Page:
_ _ _ _
Melbourne's coffee identity was being turned into a brand with export ambitions, and Lance Brown was the man fronting it. The industry veteran, who has spent nearly 30 years across Australian coffee and dairy, launched Melbourne Coffee Group with a pitch built around one hard number: Brown says about 88% of coffee sold in Australia is milk-based, so any Melbourne-style blend has to work in the cup with milk first.

What Brown was selling was not just a roast, but a recognisable city style. State Library Victoria traces Melbourne coffee culture back to the coffee palaces of the 1880s, then to the post-war wave of Italian and Greek migration that brought espresso culture into the city. Carlton's Lygon Street became Melbourne's best-known Little Italy by the mid-20th century, and the local coffee story includes Mario Brunelli's grocery at 262 Lygon Street, which began serving coffee with an espresso machine, and the Bancrofts, who opened the first espresso café with a commercial coffee machine in May 1954. Museums Victoria says coffee is entrenched in Melbourne's identity, and Brown's new brand was built to trade on that long memory.

The coffee itself is meant to signal Melbourne before a customer even takes a sip. Brown said the city's flavor profile leans chocolatey and nutty because it has to perform in milk, and Melbourne Coffee Group's packaging was inspired by the city's W-Class tram, a visual cue meant to read instantly to travelers and international buyers. That matters because the brand is trying to bottle a very specific promise: the confidence of Melbourne café culture, not just a generic Australian blend.
_ _ _ _
Provided material:
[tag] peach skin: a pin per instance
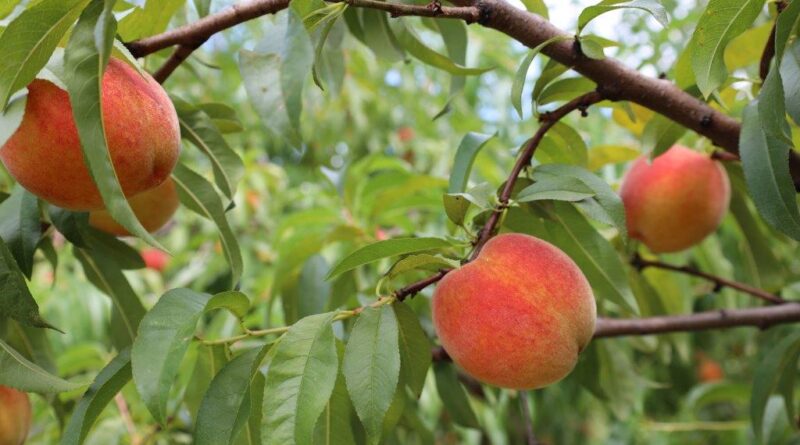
_ _ _ _
What to work on:
a) In the Melbourne coffee text, what share of coffee sold in Australia does Brown say is milk-based?
b) List every organization or institution named in the Melbourne coffee text.

Exercise answers:
a) About 88%.

b) Melbourne Coffee Group, State Library Victoria, Museums Victoria